- Problem details: Using the listing that follows, return every line with the word "leafy".

___ Extracted material ___

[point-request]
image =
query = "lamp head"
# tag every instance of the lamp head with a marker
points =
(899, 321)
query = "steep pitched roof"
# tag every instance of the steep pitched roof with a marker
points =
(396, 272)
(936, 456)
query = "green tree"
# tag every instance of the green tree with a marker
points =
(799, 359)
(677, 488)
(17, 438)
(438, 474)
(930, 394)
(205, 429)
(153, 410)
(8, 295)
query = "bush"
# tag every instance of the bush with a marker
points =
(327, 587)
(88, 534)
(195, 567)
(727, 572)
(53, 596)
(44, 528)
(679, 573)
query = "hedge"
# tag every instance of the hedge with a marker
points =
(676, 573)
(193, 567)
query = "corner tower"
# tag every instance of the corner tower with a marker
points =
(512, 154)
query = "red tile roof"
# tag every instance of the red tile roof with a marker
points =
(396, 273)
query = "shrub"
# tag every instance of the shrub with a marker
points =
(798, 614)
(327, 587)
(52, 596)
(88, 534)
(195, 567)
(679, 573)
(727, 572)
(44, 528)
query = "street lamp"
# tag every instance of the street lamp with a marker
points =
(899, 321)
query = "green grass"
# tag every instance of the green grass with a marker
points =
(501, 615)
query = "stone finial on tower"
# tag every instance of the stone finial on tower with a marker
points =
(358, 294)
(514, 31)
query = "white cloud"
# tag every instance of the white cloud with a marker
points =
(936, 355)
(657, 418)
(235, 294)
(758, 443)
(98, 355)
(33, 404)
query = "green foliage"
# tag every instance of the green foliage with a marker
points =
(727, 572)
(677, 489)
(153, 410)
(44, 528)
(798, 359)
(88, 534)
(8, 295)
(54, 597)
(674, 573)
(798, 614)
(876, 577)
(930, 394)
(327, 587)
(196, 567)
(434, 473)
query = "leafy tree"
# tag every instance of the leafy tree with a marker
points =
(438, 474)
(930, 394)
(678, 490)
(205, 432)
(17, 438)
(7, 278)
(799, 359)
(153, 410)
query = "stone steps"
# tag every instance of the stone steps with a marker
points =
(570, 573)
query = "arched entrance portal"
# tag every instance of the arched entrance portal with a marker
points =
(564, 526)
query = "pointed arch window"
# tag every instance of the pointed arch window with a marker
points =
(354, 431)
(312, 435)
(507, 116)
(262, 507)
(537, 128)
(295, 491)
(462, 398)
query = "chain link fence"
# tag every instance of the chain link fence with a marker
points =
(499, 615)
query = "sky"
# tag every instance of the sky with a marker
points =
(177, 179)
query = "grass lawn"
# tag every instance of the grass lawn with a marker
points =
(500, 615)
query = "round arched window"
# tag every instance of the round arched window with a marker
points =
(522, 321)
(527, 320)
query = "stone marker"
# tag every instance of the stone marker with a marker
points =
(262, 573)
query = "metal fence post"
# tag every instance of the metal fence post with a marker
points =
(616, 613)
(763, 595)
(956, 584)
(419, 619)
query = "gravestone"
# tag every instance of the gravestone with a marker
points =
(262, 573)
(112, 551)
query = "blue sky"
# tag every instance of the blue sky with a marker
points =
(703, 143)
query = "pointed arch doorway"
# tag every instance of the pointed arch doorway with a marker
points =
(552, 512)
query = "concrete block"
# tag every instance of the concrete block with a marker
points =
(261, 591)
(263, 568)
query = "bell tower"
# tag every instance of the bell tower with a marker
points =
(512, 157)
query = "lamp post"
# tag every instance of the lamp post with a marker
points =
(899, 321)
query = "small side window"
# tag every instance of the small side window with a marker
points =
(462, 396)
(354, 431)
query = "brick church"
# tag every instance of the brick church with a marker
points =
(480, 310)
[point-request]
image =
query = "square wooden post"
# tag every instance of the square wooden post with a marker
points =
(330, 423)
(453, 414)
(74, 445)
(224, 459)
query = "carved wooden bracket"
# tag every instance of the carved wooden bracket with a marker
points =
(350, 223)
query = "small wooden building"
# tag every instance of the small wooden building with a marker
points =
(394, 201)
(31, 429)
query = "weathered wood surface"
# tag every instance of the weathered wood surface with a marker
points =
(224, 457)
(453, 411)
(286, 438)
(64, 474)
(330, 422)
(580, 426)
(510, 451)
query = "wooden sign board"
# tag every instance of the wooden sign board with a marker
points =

___

- Solution:
query = "leafy tree"
# tag every instance of the leafy tree with a marker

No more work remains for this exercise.